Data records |
—————
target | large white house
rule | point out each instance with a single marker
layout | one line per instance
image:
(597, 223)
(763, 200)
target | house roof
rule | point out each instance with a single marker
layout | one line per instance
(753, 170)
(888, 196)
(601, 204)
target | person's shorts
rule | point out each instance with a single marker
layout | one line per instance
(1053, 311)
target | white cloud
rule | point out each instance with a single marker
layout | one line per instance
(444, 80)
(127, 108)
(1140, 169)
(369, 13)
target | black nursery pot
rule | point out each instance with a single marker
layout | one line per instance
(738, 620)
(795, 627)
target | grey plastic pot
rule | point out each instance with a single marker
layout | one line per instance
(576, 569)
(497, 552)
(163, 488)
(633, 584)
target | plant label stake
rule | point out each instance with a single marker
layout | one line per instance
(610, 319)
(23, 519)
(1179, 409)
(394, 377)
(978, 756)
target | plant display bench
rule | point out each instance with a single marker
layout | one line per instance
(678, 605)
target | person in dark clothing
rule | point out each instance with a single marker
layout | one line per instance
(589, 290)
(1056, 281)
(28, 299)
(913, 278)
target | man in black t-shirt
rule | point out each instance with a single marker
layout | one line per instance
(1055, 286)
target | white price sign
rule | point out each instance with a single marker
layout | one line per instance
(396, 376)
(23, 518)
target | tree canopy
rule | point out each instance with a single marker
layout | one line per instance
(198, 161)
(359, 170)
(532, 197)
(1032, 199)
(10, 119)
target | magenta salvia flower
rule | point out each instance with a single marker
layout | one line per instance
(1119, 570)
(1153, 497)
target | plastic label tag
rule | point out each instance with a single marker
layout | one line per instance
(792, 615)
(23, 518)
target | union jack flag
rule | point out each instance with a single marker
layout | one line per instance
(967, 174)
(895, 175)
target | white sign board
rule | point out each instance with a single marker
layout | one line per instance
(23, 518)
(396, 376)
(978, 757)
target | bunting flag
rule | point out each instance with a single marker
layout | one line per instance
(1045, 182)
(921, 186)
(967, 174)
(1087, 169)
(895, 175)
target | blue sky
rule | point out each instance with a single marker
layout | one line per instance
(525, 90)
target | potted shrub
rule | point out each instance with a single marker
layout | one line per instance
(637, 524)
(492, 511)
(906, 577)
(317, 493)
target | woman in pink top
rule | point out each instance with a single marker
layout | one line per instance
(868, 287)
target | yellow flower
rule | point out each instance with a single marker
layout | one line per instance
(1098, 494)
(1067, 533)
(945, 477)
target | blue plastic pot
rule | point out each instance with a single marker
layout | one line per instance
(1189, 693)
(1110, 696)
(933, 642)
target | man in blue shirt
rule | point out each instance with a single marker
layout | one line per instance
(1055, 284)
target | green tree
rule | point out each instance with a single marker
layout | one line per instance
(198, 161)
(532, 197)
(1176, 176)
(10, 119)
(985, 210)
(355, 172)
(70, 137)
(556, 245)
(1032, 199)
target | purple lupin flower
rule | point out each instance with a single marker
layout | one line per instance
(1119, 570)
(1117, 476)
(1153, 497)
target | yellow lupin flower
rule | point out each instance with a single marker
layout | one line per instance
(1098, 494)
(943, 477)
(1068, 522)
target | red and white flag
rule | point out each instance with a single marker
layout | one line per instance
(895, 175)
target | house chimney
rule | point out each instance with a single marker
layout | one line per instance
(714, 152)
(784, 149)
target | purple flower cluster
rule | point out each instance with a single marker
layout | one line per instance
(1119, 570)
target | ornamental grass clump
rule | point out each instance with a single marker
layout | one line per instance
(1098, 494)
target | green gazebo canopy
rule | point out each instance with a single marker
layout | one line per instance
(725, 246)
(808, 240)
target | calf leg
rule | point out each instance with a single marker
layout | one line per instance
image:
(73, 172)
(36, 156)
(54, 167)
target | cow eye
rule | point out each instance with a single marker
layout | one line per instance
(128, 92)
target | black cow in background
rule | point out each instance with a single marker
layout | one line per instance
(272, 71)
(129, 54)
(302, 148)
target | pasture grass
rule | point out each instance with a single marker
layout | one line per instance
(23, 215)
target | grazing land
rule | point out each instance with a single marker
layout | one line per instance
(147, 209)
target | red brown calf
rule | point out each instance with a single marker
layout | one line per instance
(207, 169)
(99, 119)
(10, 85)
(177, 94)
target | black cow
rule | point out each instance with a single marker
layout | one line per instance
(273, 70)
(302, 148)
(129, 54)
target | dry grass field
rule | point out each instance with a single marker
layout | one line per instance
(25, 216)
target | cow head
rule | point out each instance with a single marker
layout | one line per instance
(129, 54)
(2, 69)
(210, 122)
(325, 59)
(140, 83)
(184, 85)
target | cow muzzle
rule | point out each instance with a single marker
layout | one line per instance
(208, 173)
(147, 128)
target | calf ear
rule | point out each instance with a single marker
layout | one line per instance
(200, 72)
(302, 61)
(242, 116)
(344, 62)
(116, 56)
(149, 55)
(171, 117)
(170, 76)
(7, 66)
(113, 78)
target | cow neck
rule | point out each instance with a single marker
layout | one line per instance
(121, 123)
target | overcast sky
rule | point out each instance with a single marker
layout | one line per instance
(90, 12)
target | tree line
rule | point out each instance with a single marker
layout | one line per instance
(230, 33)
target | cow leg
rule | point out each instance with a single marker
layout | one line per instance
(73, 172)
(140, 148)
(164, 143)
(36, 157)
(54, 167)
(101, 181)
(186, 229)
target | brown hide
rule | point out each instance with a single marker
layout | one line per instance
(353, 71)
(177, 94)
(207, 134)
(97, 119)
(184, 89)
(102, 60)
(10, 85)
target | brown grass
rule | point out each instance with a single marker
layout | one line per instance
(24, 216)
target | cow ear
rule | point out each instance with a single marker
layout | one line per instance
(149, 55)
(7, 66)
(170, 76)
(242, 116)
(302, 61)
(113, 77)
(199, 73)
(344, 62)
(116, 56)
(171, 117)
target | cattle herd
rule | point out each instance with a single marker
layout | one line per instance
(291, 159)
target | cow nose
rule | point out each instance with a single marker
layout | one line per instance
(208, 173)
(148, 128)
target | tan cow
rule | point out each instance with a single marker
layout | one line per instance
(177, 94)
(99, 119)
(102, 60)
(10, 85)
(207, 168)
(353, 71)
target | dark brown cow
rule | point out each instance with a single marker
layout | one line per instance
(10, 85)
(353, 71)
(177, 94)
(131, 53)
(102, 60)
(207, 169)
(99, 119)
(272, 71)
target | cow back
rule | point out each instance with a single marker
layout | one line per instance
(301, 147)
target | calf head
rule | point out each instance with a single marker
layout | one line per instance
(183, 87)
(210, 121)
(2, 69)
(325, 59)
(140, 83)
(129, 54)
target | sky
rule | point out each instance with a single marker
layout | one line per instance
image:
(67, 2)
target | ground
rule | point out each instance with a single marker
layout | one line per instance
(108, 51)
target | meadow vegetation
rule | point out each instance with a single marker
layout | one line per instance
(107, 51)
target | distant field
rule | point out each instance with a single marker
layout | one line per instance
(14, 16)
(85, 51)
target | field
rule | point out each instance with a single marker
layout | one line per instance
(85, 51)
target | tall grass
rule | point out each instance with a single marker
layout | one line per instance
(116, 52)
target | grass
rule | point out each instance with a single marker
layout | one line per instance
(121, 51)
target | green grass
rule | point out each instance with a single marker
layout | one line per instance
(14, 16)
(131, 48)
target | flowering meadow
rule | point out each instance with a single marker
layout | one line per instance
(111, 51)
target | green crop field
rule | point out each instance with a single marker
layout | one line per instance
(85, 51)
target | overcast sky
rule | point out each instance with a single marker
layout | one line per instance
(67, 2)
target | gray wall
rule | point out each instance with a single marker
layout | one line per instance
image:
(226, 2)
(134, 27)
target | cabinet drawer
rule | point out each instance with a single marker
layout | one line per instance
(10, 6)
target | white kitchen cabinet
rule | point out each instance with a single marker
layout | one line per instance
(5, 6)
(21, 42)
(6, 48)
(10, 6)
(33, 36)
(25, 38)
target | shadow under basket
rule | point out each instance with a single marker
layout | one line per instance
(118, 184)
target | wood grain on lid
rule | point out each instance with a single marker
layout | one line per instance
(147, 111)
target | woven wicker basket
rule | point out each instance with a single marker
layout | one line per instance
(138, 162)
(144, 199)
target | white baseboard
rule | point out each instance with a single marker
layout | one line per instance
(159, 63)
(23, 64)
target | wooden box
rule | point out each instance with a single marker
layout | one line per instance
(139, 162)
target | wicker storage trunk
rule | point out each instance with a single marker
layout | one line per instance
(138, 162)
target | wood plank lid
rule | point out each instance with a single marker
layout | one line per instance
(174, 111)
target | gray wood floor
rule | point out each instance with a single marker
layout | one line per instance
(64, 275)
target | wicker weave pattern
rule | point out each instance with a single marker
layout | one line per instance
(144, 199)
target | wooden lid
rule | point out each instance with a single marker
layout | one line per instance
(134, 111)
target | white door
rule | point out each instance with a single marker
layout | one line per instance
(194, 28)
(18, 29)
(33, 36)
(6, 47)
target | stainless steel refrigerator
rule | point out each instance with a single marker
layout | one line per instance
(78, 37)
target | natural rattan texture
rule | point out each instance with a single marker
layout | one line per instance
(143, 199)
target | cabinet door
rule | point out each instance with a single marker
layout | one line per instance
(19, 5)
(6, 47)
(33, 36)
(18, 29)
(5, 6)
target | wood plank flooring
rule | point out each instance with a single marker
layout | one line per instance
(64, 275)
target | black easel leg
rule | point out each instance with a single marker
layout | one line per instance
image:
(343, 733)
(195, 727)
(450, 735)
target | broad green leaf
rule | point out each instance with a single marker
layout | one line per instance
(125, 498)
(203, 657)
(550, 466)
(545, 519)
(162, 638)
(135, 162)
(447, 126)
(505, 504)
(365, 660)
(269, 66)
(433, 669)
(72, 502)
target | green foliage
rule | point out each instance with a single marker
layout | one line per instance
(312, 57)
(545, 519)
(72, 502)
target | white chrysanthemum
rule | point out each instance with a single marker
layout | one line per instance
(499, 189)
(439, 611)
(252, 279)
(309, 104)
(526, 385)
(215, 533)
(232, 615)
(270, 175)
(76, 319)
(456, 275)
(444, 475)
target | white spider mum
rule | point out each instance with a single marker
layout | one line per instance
—————
ABOUT THIS EXERCISE |
Reproduce the entries above exactly, but only the lines between the line holding "target | brown hide" and the line holding "target | grass", inclusive.

RESULT FOR THIS TASK |
target | brown hide
rule | point out each instance with a single marker
layout | one line per instance
(353, 71)
(177, 94)
(207, 134)
(97, 119)
(184, 89)
(102, 60)
(10, 85)
target | brown grass
rule | point out each instance with a single marker
layout | one line per instance
(24, 216)
target | cow ear
rule | point out each instance with a single marker
layout | one line per instance
(149, 55)
(7, 66)
(170, 76)
(242, 116)
(302, 61)
(113, 77)
(199, 73)
(344, 62)
(116, 56)
(171, 117)
target | cattle herd
rule | point out each instance with a single marker
layout | one line per instance
(291, 159)
target | cow nose
rule | point out each instance with a single marker
layout | one line per instance
(208, 173)
(148, 128)
target | tan cow
rule | point out each instance with a single marker
layout | one line per instance
(177, 94)
(99, 119)
(102, 60)
(10, 85)
(207, 168)
(353, 71)
target | dark brown cow
rule | point out each instance with a single marker
layout | one line per instance
(10, 85)
(353, 71)
(177, 94)
(131, 53)
(102, 60)
(207, 169)
(99, 119)
(272, 71)
target | cow back
rule | point out each instance with a single marker
layout | one line per instance
(301, 147)
target | calf head
rule | point out each instance with a single marker
layout | one line per instance
(183, 87)
(210, 121)
(2, 69)
(325, 59)
(140, 83)
(129, 54)
target | sky
rule | point out each instance with a single marker
layout | one line per instance
image:
(67, 2)
target | ground
rule | point out each instance with a single marker
layout | one line per instance
(108, 51)
target | meadow vegetation
rule | point out each instance with a single marker
layout | one line per instance
(107, 51)
target | distant field
rule | point out each instance with a single marker
layout | one line per instance
(14, 16)
(85, 51)
target | field
rule | point out each instance with a single marker
layout | one line per instance
(85, 51)
target | tall grass
rule | point out each instance with a single marker
layout | one line per instance
(116, 52)
target | grass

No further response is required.